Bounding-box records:
━━━━━━━━━━━━━━━━
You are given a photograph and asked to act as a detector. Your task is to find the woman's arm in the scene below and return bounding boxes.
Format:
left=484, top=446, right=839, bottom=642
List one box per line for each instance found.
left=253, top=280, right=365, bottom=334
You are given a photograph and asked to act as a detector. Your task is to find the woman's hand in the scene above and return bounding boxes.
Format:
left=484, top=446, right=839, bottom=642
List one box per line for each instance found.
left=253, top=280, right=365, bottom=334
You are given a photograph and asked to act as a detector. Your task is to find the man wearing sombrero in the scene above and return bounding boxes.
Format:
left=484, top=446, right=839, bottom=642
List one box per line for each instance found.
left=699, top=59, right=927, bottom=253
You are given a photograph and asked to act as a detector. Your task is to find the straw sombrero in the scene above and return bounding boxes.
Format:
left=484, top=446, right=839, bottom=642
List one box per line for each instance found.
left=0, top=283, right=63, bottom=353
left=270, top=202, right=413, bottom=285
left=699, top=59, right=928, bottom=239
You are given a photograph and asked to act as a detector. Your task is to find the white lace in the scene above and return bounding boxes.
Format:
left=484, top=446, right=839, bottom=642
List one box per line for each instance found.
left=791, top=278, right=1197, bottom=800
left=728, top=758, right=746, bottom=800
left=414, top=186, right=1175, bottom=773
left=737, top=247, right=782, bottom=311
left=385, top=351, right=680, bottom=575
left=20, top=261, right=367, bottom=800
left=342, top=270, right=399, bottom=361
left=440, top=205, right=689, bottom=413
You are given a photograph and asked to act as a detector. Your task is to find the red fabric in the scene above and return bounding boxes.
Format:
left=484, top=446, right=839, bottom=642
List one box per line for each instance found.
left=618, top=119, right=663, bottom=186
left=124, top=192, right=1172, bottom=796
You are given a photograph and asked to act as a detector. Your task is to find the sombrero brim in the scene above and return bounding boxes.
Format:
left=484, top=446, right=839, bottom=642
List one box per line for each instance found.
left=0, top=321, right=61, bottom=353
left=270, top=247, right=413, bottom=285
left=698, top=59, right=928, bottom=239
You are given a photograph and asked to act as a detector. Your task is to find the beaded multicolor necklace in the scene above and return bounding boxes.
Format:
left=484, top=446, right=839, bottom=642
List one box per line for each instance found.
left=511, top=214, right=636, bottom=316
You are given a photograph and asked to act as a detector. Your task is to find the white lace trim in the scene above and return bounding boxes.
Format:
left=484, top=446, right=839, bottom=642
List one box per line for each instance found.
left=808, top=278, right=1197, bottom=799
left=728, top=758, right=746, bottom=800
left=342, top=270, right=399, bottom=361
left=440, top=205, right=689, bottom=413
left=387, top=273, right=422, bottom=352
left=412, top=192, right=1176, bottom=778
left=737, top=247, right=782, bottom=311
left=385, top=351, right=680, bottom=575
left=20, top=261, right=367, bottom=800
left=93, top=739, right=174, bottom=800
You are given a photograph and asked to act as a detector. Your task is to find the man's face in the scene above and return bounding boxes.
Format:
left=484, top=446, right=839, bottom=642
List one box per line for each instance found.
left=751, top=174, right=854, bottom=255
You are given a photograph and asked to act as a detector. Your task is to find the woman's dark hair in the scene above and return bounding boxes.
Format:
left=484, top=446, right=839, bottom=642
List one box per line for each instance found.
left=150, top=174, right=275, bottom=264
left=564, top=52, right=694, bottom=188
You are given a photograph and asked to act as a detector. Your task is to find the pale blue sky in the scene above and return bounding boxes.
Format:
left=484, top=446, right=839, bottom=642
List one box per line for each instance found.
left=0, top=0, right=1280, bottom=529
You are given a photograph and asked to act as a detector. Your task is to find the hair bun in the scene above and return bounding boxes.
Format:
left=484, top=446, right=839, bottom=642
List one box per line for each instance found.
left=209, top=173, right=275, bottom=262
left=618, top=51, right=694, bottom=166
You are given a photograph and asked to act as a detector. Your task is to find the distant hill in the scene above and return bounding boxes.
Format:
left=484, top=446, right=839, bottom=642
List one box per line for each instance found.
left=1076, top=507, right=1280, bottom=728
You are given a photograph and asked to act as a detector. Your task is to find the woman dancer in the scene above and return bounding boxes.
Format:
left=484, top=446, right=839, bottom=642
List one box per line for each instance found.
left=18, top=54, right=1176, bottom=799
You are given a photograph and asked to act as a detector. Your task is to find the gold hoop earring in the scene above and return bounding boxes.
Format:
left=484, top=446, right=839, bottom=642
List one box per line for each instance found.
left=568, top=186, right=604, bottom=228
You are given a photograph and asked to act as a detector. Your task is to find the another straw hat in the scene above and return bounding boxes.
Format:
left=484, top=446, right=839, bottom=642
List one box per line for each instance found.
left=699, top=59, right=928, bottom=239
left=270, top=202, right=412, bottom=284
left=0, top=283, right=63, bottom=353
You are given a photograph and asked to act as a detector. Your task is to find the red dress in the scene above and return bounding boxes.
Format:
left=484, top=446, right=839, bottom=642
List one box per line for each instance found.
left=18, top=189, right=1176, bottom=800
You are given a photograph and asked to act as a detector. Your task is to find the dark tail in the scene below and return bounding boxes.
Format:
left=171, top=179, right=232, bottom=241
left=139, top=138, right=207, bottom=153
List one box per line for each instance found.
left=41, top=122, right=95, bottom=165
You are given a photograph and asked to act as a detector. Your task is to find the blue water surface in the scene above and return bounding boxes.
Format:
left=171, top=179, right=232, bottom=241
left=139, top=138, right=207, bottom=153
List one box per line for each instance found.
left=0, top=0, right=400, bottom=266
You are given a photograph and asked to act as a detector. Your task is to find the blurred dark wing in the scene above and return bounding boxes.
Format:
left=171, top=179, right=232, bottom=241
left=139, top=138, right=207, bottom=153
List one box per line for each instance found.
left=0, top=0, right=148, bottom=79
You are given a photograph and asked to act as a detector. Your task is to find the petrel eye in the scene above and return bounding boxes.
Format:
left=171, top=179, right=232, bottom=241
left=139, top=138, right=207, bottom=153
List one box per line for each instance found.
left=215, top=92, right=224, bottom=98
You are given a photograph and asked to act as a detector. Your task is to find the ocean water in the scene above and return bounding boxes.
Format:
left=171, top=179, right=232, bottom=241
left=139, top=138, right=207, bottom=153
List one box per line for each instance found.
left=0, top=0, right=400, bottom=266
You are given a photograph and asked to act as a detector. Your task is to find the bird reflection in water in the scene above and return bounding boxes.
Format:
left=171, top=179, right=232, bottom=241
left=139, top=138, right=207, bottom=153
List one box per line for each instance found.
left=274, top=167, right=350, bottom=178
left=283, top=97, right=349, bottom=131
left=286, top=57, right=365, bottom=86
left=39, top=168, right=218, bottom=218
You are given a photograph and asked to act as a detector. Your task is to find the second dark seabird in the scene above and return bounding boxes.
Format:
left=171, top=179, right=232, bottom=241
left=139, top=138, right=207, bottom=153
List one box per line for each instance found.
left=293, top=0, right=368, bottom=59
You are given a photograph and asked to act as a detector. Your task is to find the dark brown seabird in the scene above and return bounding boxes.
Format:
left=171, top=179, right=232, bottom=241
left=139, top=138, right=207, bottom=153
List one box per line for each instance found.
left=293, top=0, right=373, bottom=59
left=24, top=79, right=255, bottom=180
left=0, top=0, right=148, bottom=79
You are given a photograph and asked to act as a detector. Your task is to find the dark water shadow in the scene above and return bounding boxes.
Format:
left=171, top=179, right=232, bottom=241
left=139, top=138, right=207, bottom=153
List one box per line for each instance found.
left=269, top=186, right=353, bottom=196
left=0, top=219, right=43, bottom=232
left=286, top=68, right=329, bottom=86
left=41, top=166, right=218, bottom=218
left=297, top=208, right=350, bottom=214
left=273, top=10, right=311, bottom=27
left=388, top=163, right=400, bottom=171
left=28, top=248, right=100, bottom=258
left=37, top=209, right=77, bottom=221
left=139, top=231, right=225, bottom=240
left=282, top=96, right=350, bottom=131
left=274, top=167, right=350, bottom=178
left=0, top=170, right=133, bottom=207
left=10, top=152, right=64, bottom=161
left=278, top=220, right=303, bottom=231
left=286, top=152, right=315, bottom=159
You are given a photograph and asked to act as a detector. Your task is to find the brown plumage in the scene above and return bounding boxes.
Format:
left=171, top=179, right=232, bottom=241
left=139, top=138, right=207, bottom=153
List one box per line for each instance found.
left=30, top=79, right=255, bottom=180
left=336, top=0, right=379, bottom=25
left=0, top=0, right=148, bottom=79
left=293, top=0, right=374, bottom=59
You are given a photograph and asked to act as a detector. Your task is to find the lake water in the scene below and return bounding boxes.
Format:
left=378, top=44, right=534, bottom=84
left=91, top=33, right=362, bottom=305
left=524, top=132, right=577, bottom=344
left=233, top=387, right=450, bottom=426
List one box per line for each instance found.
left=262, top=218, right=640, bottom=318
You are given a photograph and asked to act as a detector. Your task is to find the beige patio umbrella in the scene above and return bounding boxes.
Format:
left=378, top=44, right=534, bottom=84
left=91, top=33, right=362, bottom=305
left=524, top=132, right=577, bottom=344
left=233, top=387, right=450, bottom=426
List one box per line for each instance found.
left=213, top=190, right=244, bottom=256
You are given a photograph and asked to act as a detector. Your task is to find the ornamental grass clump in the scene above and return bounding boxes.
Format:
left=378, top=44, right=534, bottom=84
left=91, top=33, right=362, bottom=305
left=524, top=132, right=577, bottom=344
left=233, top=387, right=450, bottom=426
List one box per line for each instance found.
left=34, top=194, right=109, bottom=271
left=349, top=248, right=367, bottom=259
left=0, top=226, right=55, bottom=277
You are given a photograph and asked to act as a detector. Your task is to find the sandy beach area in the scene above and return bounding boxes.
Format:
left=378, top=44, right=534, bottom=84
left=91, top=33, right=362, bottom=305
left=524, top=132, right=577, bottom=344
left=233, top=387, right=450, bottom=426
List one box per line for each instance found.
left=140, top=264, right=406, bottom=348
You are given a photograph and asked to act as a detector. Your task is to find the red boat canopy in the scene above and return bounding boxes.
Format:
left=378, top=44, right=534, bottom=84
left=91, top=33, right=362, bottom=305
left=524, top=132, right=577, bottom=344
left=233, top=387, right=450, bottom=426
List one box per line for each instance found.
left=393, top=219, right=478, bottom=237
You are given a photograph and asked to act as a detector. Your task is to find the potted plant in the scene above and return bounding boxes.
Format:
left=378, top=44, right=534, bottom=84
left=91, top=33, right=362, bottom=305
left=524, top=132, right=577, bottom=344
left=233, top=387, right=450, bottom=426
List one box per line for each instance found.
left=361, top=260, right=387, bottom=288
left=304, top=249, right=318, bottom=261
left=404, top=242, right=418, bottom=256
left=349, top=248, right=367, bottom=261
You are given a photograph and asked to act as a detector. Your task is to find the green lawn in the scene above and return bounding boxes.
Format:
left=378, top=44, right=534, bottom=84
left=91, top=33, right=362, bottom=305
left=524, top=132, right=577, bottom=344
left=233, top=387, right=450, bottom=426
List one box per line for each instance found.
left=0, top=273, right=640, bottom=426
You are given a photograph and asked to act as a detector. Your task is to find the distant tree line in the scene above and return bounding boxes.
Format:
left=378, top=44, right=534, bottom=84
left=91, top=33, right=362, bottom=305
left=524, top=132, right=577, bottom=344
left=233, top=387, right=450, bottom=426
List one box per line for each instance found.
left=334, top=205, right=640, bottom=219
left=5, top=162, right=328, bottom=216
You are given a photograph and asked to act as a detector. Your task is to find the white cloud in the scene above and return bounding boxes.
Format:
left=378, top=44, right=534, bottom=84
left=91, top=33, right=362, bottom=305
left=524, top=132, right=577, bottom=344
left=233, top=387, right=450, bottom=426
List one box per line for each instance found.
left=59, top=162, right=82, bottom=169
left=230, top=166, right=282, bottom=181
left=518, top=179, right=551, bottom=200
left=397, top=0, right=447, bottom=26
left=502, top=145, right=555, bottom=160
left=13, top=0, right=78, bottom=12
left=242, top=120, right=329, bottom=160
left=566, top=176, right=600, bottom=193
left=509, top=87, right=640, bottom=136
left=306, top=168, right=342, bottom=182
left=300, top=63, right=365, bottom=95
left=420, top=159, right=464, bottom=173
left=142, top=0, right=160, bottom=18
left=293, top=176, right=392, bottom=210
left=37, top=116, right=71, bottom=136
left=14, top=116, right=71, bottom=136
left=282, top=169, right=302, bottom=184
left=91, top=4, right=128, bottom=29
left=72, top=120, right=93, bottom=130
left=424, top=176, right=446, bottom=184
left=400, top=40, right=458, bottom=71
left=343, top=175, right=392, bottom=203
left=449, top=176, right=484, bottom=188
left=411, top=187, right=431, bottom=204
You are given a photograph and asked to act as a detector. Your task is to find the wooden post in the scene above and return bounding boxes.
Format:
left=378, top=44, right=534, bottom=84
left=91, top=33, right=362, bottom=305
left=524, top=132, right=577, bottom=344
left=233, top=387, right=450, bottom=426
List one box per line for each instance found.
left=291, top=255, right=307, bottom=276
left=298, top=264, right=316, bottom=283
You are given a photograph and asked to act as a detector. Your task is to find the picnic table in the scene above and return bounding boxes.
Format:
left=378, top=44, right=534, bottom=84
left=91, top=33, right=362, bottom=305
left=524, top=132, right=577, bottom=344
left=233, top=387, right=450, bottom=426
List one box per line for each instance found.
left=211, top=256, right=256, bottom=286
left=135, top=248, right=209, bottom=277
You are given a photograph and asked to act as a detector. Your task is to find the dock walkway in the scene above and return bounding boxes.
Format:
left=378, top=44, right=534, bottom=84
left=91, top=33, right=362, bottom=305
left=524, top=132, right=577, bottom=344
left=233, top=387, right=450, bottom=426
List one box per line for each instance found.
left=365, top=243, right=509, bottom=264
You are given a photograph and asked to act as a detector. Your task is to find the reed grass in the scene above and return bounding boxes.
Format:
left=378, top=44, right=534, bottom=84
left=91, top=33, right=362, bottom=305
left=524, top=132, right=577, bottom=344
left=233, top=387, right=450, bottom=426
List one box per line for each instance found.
━━━━━━━━━━━━━━━━
__EXERCISE TASK__. List every line in the records above that contains the string "seabird", treating uppercase and lowercase as different.

__EXPECTED ANSWER__.
You are given a photograph and asked to act as a detector. Your task is to find the second dark seabird in the scene above and return bounding boxes.
You are given a photograph and asked to act as a detector. Your task is to find the dark brown seabird in the scene above and return bounding boxes.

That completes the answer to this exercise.